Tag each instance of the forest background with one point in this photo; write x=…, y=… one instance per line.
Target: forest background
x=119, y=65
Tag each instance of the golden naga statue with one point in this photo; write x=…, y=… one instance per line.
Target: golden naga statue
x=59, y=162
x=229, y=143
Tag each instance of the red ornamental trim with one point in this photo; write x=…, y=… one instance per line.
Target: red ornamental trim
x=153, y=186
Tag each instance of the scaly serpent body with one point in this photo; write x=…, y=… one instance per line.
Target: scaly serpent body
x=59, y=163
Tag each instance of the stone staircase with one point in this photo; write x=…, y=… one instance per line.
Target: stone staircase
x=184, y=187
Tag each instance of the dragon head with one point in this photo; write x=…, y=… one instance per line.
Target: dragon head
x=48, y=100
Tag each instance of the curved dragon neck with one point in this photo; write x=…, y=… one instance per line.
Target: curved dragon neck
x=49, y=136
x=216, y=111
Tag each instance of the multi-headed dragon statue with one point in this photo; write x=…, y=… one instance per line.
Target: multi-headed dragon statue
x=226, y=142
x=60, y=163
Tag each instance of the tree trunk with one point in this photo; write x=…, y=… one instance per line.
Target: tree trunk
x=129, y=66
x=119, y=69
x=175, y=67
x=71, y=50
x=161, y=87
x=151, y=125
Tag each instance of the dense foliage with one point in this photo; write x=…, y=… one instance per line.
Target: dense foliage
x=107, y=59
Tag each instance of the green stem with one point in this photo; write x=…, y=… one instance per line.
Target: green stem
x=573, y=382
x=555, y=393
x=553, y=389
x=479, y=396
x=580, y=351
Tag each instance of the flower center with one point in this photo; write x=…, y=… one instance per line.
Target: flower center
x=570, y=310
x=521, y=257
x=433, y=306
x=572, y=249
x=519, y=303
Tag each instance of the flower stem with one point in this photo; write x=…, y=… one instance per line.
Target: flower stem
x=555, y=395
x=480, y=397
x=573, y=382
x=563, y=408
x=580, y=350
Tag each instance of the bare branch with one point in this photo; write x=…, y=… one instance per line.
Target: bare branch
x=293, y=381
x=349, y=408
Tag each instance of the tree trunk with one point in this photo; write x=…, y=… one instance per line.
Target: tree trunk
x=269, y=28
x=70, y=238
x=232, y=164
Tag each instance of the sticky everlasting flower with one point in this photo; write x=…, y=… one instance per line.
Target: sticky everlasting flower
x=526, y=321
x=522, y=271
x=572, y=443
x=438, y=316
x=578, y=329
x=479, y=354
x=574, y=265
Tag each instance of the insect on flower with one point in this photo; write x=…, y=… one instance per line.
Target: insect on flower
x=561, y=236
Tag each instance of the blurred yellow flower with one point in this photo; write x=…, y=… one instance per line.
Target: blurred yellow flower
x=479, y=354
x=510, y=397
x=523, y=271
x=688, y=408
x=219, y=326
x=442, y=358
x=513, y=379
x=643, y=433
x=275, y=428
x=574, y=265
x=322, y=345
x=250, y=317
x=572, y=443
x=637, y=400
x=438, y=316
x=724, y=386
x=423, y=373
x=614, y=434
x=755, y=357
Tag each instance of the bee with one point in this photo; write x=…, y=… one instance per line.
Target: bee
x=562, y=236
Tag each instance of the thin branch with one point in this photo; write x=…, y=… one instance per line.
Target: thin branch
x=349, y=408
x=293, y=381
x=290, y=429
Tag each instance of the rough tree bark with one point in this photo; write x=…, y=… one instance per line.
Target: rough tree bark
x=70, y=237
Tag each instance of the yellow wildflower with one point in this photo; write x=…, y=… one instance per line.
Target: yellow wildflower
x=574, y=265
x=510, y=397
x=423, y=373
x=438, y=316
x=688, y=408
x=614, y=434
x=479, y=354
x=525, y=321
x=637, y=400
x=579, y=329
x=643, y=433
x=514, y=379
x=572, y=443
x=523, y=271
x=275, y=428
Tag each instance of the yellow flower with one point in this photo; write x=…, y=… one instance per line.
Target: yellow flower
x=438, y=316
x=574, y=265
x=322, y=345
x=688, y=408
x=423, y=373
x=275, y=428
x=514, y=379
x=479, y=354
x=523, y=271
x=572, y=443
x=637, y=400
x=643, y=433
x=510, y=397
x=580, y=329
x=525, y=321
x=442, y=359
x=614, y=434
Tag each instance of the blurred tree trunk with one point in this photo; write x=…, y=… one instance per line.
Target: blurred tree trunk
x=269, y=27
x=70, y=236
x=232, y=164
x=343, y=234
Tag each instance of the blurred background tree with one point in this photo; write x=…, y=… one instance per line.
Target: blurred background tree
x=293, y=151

============================================================

[Your task]
Rescale the rows from the line with "Tag each instance of the curved" up to and including the line with "x=216, y=111". Write out only those lines, requests included, with each x and y coordinate in the answers multiplied by 2.6 and rounded to a whole number, halves rounding up.

[Complete answer]
Tag each instance of the curved dragon neck with one point in this photo; write x=…, y=… one instance per line.
Target: curved dragon neck
x=127, y=354
x=562, y=289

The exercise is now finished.